SELECTION:
THE VIRGINIAN-PILOT Copyright (c) 1995, Landmark Communications, Inc. DATE: Sunday, June 18, 1995 TAG: 9506150201 SECTION: CAROLINA COAST PAGE: 50 EDITION: FINAL TYPE: Editorial SOURCE: Ron Speer LENGTH: Medium: 74 lines
You know it's time to take a break and get away from it all when you:
Straggle home at 9 p.m. and give your spouse the devil because supper's cold.
Invite friends in for dinner and as soon as they've finished eating, tell them you're tired and order them out of the house at 10 o'clock.
Decide that all those people squabbling over turf during planning meetings for hurricane preparedness really are concerned only about doing what's best for us all during a disaster.
Catch yourself watching the O.J. Simpson show.
Snarl about the crowds of summer on the Outer Banks, forgetting that those good folks who bring money enable the rest of us to live here year-round.
Reply to a call from a long-lost friend come to visit that you're tied up and won't be home tonight.
Catch yourself wishing for ``the good old days,'' which really weren't that good for many of us.
Complain about how much work it is to pick the succulent meat from a steamed crab, letting your laziness keep you from enjoying one of the great delights of Outer Banks life.
Realize that high school speakers across the nation are quoting Forrest Gump as a great philosopher.
Wish that the outsiders and insiders fighting at county commission meetings would just shut up.
Start listening to talk shows, nodding in agreement with the paranoid callers who ain't ever happy about anything.
Find yourself staying silent - in apparent agreement - when some Neanderthal makes an outrageous claim about another religion or race.
Realize you haven't read a new book for weeks.
Discover that you have yet to drop a hook in the sound or the sea when there's been a bountiful run of fish up and down the Banks.
Decide that you'd rather spend the afternoon on the couch when the Wind Gypsy is straining at her lines, eager to spread her sails in the spring breezes and scoot around the sounds.
Realize that you've yet to stroll the beaches this year to see if anybody really wears those swimsuits pictured in Sports Illustrated.
Forget to send a thank-you card to a treasured friend who did something special for you.
Start laughing at those ads on the vacation channel by R.V. and The Sands lady and other restaurateurs.

(Entries from a dataset)
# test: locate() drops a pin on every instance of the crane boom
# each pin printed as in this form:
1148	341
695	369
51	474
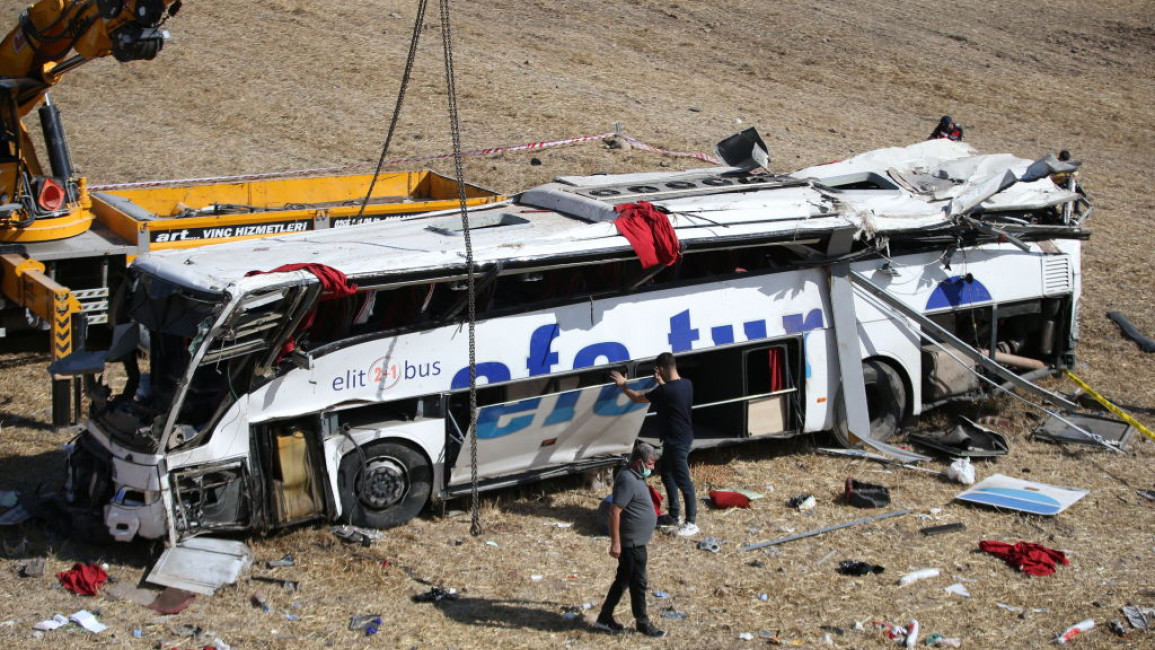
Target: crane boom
51	38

REQUIRED WORK:
1. Answer these questions on the editorial:
(a) At what hour does it say you order dinner guests out of the house?
(b) What is the name of the boat straining at her lines?
(c) Which magazine's swimsuits does it mention?
2. Reproduce the listing above line for line, omitting any pictures.
The listing bears no relation to the editorial.

ANSWERS IN ORDER:
1.
(a) 10 o'clock
(b) Wind Gypsy
(c) Sports Illustrated

2.
# test: locate() drops a pin on every instance of the crane boom
# each pin printed as in this form:
1148	341
695	369
51	474
Target: crane boom
51	38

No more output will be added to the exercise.